==== POTONGAN DOKUMEN

Final AFF U-23, Jangan Putus Semangat Ernando!
Bertarung 120 menit, Ernando Ari Sutaryadi, Alfeandra Dewangga, Beckham Putra, dan kawan-kawan, sungguh luar biasa
MONDE - Ernando, kiper nasional asal Persebaya Surabaya, seperti naik _jet coaster_ dalam laga final Piala AFF U23, Sabtu malam waktu Rayong Provincial Stadium, Thailand. Berkali-kali ia melambung tinggi, lalu sekali menukik tajam, dan pertandingan pun usai.
Bertarung 120 menit, Ernando Ari Sutaryadi, Alfeandra Dewangga, Beckham Putra, dan kawan-kawan, sungguh luar biasa. Meski akhirnya Garuda Muda kalah 5-6 dalam adu-penalti melawan musuh bebuyutan Vietnam, dan kegagalan justru di kaki Nando, sapaan akrab kiper kelahiran Semarang, 2/2/2002, sama sekali tidak mengurangi kekaguman saya dengan anak muda yang satu ini.
Malah, rasa hormat saya juga tak berkurang sedikit pun pada anak-anak asuh Shin Tae-Yong. Sebagai wartawan yang sempat meliput sepakbola nasional sejak Desember 1979 di Majalah Olympic, lalu berlanjut ke Kompas, BOLA, Media GO, Sinar Pagi, Berita Buana, dan terakhir di harian GoSports, harapan saya pada Nando, Dewangga, dan kawan-kawan, telah melahirkan harapan baru.
Sungguh, sekali lagi, saya tidak terpengaruh pada hasil Final Piala AFF itu. Tim U23 ini seperti memiliki harapan sangat besar untuk mengisi tim nasional senior yang bukan 'kaleng-kaleng'.
Sejak tim nasional Pra Olimpiade 1976 hingga tim saat ini, sedikitnya saya menilai ada dua tim nasional kita yang pantas berlagai di Asia hingga dunia. Tim PPD 1976 dan PPD 1986. Jauh sebelum itu, ada juga dua tim nasional yang pantas dan mampu ke tingkat dunia. Tim Olimpiade Merlbourne 1956 dan tim nas 1960-64.
Nama-nama besar: Ramang, Liong Ho, Djamiat, Saelan, Maladi, dan kawan-kawan. Lalu, Sutjipto Suntoro, Yakob Sihasale, Judo Hadianto, Abdul Kadir, Waskito dll. Kemudian, Iswadi, Junaedi Abdillah, Ronny Pasla, Sutan Harhara, dll. Terakhir, Herry Kiswanto, Bambang Nurdiansyah, Rully Neere, Mundari Karya, Joko Malis, dkk. Skill, kepercataan diri, sungguh luar biasa. Tapi, jangan tanya mengapa kita tidak bisa tampil di jenjang itu.

========

▶ **SOAL A**:
Menurut artikel tentang final Piala AFF U23 ini, dengan skor berapa Garuda Muda kalah dari Vietnam dalam adu penalti?
Teks di atas dan baris-baris berikut diambil dari sumber yang berbeda.

==== BARIS

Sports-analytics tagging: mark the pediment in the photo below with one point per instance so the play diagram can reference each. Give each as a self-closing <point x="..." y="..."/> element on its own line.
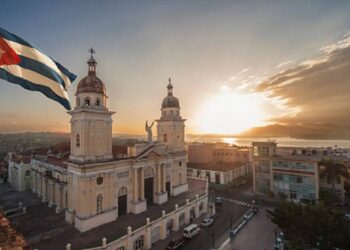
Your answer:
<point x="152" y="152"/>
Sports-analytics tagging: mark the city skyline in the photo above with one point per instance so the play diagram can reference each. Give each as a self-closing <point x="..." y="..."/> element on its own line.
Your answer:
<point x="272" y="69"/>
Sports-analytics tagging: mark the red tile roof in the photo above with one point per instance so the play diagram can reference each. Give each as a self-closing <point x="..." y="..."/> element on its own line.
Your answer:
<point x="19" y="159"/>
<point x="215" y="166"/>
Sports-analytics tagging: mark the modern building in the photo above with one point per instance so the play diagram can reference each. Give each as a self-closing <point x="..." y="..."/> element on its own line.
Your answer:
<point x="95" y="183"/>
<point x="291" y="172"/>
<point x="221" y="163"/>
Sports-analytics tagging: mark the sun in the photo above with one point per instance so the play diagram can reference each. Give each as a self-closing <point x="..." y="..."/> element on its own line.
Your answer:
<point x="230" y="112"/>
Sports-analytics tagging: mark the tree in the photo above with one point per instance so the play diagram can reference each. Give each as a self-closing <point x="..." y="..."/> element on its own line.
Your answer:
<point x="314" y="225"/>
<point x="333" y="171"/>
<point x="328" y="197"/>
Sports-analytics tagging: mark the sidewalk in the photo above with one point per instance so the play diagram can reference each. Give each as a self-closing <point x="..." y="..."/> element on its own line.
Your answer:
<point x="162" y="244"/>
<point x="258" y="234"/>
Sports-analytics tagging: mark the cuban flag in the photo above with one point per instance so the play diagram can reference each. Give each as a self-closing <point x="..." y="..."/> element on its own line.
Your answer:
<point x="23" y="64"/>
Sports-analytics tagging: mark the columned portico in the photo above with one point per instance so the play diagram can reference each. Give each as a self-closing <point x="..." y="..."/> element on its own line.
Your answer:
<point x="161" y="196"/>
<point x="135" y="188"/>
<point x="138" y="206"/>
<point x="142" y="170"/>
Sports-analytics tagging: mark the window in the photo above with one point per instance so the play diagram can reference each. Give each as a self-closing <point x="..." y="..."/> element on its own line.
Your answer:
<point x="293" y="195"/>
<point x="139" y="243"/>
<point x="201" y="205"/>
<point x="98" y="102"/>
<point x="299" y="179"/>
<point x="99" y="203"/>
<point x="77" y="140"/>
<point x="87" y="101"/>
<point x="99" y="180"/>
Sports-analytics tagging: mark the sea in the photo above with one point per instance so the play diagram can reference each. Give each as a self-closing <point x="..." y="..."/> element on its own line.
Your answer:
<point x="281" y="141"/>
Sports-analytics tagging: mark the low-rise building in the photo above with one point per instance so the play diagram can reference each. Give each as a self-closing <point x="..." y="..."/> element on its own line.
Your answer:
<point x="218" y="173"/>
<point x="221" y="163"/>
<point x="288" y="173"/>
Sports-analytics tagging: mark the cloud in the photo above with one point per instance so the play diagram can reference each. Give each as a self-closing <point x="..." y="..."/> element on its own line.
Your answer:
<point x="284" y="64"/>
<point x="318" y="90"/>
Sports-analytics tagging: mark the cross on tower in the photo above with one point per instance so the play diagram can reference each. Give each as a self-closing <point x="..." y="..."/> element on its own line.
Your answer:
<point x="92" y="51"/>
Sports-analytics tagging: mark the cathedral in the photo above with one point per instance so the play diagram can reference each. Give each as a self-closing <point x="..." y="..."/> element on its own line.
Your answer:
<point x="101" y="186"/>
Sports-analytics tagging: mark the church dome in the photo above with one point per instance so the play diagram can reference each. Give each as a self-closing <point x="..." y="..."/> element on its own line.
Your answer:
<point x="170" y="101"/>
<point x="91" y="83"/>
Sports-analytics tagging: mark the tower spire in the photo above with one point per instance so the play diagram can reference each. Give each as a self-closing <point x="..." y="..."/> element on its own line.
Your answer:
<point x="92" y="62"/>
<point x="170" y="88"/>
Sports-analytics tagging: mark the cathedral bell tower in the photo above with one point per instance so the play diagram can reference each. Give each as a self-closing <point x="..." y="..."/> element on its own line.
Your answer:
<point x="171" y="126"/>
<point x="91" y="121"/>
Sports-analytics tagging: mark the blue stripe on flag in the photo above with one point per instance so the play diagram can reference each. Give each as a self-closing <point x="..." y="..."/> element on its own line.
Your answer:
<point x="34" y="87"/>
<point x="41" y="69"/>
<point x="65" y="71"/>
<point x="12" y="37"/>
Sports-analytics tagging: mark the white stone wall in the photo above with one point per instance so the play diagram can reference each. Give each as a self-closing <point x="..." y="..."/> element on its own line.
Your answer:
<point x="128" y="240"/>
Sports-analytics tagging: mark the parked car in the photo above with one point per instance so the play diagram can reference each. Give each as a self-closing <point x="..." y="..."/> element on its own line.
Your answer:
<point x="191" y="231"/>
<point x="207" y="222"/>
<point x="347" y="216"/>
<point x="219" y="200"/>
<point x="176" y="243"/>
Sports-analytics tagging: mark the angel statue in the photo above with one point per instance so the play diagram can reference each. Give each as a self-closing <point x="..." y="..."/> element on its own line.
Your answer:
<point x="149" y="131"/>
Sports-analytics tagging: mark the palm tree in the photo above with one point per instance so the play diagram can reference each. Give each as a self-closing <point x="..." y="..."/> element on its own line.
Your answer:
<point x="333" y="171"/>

========
==== BARIS

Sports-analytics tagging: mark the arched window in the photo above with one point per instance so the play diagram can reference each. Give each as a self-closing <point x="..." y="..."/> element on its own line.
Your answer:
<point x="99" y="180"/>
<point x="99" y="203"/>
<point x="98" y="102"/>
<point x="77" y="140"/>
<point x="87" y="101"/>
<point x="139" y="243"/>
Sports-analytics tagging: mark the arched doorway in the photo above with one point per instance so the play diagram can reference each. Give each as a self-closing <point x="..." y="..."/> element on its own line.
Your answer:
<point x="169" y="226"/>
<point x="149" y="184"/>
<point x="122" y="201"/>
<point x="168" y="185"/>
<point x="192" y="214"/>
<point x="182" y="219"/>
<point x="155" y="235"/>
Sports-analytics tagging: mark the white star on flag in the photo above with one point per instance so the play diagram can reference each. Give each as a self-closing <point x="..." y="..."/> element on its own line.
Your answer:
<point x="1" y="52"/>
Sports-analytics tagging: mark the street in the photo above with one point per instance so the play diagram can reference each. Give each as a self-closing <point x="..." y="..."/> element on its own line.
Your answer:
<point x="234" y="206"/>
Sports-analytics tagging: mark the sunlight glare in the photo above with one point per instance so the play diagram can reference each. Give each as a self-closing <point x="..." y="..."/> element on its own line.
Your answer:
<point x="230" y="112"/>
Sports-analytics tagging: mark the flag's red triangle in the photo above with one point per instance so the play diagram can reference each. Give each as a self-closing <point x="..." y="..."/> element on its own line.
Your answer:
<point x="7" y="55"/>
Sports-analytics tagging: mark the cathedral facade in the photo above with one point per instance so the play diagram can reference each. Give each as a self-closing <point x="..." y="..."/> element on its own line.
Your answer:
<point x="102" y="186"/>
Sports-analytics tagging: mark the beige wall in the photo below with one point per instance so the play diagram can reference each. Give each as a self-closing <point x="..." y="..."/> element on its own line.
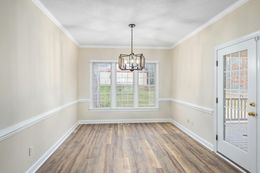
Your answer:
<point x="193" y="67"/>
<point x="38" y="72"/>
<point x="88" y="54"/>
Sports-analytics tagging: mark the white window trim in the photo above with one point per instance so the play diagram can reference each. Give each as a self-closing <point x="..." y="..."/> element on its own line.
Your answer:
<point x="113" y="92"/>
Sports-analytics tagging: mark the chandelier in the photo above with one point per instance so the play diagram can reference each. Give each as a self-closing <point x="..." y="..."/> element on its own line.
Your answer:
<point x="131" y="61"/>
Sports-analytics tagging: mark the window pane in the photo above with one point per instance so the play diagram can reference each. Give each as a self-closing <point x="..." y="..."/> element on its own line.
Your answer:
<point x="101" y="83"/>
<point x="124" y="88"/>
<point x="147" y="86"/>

========
==== BARIS

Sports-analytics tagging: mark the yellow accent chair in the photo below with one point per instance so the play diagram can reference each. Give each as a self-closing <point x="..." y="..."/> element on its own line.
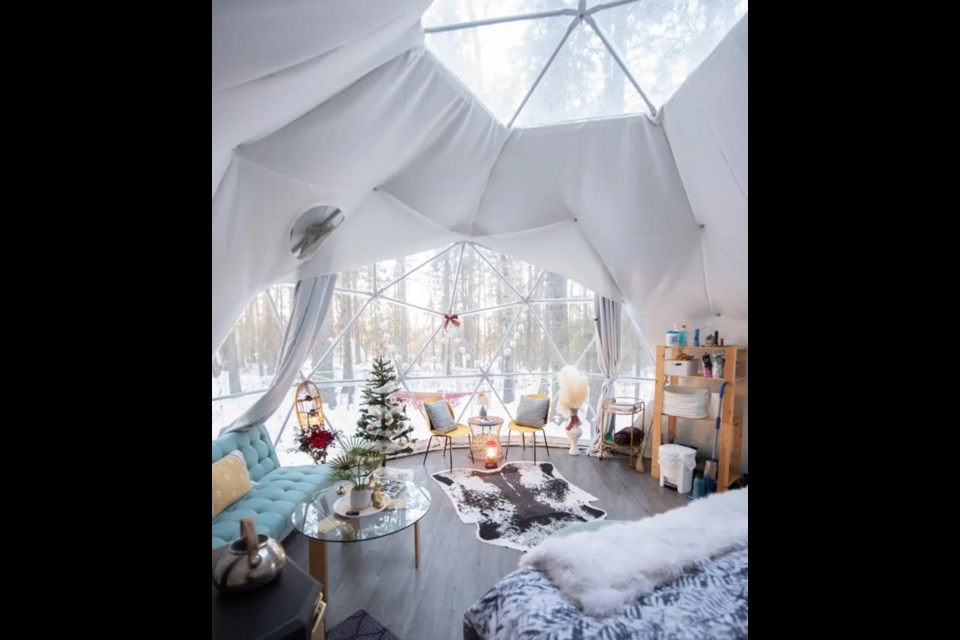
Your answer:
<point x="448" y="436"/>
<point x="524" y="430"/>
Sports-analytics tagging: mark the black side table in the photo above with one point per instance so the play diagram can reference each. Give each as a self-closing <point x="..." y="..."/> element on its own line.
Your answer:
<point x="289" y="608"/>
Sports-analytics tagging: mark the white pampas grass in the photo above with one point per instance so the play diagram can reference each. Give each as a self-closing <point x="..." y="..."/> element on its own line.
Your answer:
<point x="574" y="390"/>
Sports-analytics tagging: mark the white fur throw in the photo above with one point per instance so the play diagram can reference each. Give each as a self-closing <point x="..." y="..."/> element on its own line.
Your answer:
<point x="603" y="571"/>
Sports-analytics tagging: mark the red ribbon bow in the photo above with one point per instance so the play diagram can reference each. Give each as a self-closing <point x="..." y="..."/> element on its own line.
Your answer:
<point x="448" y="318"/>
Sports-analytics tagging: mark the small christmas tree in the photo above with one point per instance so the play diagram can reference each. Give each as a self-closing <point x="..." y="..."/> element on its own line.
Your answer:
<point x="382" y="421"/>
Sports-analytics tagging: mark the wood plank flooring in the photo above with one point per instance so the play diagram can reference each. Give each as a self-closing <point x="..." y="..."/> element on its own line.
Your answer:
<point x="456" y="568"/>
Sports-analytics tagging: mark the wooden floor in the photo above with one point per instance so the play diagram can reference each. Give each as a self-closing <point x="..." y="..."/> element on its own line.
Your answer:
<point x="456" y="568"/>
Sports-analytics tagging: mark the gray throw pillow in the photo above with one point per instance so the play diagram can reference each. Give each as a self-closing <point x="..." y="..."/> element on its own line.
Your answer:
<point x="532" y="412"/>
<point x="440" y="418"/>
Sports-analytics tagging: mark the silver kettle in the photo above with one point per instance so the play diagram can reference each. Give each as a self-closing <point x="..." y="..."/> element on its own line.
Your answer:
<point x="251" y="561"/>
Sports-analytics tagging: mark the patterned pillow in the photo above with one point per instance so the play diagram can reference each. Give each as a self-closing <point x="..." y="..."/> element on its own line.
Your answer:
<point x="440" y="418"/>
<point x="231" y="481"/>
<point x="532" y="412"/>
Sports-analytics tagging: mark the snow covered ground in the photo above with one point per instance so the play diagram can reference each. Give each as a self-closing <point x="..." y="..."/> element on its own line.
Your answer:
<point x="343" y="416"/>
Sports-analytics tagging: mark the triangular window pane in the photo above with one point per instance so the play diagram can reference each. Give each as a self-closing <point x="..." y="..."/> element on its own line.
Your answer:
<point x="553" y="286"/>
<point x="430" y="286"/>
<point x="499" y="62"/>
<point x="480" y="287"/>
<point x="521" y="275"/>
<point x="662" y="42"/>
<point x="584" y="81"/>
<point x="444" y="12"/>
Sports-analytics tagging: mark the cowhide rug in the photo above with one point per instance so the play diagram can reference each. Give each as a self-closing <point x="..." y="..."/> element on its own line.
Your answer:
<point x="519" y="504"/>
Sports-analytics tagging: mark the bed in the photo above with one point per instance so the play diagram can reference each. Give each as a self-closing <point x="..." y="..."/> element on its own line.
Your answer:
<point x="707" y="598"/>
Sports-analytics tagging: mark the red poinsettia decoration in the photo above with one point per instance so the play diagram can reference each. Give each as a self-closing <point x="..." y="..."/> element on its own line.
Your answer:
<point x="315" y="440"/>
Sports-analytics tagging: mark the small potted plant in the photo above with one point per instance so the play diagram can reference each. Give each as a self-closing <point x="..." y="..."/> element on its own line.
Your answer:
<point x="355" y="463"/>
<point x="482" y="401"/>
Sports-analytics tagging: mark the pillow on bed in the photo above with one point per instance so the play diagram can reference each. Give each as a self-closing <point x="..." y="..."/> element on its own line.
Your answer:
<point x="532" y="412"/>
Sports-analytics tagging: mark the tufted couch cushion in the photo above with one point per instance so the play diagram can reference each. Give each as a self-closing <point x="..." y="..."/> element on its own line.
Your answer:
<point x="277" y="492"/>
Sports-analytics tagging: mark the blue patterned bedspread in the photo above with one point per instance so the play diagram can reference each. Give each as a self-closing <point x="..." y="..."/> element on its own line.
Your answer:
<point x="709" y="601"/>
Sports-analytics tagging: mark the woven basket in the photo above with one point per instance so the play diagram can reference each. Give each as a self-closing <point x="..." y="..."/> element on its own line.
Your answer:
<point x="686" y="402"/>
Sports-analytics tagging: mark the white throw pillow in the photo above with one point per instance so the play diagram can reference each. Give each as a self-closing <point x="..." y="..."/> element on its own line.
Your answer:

========

▶ **SOAL B**:
Ambil setiap baris yang memuat kata "christmas". Huruf besar dan kecil dibedakan.

▶ **JAWABAN TERTULIS A**:
Garuda Muda kalah 5-6 dari Vietnam.

▶ **JAWABAN TERTULIS B**:
Sports-analytics tagging: mark the small christmas tree in the photo above with one point per instance so the play diagram can reference each. Give each as a self-closing <point x="..." y="..."/> element on its own line.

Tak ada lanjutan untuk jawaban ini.